Which lines in the rows below contain the word "orange"? Pull out each of them and copy it unchanged.

******

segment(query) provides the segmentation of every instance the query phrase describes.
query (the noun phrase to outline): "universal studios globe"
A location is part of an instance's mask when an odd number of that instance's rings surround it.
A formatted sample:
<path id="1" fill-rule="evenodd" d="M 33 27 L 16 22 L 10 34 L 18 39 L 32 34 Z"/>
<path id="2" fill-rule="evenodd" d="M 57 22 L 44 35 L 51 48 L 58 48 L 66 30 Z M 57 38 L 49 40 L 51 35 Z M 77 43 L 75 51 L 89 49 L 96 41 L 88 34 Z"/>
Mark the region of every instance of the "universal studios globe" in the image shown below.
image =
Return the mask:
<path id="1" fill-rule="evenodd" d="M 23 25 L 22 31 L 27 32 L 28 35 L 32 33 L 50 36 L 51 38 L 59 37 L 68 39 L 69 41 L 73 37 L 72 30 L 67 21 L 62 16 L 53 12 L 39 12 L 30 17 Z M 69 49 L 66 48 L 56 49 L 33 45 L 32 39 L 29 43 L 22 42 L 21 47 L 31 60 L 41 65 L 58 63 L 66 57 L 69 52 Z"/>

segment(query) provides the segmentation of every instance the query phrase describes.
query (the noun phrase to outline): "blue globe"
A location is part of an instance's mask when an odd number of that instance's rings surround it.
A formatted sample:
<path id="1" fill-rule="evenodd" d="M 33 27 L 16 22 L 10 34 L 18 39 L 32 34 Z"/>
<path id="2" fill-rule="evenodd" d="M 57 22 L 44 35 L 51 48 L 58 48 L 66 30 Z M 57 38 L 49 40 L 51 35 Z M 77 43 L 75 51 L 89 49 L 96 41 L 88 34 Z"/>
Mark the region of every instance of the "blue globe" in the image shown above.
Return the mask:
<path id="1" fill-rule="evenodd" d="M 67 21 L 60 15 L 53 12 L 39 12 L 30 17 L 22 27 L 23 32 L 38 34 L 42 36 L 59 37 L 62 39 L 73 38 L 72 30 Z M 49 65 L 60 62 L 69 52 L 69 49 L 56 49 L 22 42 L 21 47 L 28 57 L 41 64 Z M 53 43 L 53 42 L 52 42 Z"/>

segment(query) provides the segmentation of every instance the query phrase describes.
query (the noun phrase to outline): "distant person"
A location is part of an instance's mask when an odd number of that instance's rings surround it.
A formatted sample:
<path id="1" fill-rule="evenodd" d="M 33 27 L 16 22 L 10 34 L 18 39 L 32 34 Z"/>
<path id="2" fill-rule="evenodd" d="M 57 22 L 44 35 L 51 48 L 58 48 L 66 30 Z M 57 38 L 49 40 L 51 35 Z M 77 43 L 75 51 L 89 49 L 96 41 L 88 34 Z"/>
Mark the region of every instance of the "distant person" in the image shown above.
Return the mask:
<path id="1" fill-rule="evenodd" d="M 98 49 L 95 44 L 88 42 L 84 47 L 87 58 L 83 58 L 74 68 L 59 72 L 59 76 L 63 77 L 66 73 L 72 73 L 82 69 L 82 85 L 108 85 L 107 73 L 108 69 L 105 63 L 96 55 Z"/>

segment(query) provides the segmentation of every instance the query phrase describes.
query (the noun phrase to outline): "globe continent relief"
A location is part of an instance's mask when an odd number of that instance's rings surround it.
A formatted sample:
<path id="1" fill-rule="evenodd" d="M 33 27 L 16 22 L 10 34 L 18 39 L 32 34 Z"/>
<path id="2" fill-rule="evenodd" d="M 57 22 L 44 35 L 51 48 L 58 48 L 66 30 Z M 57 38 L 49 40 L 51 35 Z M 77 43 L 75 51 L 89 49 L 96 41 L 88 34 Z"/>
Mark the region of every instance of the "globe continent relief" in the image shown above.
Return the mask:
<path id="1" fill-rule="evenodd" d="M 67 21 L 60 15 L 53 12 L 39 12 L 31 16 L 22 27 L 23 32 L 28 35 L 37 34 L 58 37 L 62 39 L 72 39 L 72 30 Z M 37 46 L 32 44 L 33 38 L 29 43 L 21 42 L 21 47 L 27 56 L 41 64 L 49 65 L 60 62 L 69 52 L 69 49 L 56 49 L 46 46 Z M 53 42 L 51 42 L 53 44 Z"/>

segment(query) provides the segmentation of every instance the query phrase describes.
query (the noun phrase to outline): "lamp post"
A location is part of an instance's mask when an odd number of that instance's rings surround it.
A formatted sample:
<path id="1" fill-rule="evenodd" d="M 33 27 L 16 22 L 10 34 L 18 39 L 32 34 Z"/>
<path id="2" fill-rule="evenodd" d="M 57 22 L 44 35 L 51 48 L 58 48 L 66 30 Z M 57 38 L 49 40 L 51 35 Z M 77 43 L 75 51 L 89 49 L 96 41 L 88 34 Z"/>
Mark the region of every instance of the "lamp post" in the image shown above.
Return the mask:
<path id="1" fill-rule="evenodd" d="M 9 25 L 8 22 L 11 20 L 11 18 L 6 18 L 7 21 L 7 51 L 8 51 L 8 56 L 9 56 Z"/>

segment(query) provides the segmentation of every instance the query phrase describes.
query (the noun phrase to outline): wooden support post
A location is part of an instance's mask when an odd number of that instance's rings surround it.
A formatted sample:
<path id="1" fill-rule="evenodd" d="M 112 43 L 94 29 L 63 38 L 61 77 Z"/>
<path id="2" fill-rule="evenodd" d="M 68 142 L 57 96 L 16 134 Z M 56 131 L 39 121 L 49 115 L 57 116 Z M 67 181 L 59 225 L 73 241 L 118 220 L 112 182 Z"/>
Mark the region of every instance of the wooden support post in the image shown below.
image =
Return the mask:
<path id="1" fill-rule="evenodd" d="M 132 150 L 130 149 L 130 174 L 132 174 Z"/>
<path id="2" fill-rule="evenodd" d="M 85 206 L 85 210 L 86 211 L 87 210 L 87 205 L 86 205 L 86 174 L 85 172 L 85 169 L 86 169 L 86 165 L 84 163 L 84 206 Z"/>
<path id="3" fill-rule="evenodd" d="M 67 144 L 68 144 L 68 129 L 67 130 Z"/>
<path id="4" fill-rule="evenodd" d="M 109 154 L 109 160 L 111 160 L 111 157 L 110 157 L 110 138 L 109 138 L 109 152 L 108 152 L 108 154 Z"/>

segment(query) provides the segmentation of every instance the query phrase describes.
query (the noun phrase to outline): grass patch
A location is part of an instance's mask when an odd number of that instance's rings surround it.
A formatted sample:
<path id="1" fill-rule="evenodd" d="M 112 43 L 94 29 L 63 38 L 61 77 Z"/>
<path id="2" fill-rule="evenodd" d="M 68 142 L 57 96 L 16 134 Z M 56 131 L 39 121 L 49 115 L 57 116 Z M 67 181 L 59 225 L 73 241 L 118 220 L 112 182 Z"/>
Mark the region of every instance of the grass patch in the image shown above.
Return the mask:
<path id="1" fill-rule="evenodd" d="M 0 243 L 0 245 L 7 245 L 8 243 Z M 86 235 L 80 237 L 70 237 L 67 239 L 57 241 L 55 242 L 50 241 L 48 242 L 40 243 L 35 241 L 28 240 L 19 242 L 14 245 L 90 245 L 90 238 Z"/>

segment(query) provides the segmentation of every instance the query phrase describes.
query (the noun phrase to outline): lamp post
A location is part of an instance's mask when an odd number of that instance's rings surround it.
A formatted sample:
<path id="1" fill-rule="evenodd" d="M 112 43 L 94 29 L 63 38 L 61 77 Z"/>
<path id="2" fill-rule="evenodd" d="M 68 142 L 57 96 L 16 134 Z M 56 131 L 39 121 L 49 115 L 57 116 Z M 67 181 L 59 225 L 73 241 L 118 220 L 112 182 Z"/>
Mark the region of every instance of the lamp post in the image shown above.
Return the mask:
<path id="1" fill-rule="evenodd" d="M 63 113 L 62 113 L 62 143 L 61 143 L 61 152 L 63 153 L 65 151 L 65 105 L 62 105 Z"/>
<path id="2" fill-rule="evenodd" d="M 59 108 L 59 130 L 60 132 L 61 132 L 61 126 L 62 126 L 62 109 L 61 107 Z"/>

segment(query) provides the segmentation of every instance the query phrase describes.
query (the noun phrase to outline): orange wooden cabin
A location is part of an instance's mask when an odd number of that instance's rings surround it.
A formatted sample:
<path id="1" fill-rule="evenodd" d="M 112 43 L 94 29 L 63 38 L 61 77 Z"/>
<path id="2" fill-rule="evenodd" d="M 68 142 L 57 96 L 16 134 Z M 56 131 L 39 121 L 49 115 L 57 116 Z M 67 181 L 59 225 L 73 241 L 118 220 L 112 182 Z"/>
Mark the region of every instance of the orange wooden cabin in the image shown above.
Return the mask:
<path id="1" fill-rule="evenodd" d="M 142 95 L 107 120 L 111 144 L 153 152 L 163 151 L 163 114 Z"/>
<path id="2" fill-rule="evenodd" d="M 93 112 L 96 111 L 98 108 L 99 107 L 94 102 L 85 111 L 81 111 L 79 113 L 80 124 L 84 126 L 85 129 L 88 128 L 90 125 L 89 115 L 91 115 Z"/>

******

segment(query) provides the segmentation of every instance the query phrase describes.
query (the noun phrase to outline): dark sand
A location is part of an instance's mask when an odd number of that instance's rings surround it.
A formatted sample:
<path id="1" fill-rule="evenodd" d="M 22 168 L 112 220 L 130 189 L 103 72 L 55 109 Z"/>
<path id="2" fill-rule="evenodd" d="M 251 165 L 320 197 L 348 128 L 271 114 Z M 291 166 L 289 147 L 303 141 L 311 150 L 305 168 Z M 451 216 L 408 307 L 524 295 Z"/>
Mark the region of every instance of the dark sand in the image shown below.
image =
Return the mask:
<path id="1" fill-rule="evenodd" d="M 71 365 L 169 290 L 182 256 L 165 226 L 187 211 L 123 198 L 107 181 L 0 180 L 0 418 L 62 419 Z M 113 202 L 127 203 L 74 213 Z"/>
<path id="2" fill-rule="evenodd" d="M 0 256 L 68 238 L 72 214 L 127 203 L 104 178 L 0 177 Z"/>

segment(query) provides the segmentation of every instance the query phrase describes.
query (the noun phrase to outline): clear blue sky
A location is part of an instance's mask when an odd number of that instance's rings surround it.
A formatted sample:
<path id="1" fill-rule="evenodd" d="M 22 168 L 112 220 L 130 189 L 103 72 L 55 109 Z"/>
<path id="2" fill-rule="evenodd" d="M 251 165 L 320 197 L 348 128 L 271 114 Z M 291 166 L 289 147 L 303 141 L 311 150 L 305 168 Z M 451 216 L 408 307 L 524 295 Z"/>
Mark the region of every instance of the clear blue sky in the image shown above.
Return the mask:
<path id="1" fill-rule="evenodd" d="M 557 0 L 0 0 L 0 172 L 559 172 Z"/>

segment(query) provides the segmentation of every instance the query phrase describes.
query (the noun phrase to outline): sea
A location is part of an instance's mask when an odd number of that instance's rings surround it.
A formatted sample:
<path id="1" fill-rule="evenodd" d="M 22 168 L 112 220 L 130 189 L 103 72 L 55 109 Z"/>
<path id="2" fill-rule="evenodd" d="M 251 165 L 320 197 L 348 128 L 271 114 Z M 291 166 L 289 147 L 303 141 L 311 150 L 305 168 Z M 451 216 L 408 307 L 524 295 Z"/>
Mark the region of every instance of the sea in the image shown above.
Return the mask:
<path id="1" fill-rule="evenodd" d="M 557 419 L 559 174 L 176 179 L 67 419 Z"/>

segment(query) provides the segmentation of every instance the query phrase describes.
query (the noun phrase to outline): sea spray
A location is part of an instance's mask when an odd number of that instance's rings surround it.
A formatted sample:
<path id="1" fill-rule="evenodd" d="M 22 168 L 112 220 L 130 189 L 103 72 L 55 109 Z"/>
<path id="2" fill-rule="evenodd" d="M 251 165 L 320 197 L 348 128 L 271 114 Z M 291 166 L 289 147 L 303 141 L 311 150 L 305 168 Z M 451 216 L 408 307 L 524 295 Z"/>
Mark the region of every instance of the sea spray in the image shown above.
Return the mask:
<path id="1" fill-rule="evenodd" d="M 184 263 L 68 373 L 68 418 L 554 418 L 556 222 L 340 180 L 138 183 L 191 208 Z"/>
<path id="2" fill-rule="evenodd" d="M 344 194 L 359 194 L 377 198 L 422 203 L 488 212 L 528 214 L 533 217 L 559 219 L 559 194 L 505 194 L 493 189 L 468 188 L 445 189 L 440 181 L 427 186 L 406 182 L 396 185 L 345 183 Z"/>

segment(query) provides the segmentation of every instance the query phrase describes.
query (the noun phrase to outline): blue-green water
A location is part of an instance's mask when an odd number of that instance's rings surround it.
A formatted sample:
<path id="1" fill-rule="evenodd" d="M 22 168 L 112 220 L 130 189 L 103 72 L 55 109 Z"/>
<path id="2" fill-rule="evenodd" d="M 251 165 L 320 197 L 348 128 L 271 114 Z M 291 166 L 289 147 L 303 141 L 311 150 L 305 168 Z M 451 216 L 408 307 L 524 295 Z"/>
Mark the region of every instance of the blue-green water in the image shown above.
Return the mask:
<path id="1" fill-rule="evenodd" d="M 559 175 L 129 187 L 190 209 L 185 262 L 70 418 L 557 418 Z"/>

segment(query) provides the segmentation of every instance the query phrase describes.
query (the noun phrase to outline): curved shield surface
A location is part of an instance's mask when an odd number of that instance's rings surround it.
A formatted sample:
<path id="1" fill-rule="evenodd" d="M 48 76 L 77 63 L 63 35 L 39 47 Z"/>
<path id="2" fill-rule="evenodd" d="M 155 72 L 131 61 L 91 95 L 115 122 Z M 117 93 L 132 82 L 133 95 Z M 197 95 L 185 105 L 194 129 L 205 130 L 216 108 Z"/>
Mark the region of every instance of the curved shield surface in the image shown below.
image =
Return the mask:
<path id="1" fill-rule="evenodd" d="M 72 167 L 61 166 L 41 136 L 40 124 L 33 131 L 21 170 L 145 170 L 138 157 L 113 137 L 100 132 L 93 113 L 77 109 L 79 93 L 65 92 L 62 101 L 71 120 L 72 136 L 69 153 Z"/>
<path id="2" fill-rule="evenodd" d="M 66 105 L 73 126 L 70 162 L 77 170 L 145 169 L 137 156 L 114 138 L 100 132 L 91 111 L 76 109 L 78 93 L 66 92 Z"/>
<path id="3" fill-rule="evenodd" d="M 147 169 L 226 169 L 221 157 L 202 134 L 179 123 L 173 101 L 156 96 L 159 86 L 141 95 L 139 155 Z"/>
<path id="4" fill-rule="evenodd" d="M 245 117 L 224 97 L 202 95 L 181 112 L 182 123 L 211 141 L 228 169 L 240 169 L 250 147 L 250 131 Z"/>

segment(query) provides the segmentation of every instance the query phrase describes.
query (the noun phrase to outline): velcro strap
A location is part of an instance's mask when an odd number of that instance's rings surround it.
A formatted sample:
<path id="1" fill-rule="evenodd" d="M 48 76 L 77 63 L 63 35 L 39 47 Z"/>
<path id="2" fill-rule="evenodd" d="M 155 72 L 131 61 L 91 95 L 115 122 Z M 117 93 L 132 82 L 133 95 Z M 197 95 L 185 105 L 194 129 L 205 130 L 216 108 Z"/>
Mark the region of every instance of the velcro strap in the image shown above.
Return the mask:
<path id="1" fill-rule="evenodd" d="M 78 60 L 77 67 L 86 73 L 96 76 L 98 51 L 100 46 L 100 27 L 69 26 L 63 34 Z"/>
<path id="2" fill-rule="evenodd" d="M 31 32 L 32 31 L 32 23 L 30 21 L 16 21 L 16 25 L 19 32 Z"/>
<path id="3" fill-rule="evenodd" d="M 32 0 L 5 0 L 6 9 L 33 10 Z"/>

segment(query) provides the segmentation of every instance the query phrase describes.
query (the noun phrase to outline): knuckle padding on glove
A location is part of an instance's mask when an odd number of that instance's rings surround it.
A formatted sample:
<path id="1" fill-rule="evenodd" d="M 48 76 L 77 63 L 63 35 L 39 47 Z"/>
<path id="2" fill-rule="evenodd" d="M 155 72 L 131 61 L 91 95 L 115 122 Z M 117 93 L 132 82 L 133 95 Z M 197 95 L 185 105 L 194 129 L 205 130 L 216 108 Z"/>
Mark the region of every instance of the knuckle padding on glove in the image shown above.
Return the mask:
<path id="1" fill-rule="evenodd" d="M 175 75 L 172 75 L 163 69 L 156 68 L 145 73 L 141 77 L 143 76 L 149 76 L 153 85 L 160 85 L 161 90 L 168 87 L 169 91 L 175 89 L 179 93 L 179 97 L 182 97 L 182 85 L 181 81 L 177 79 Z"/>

******

Exercise output →
query (the noun phrase to outline): orange wooden cabin
Mark the region of every instance of the orange wooden cabin in the image shown above.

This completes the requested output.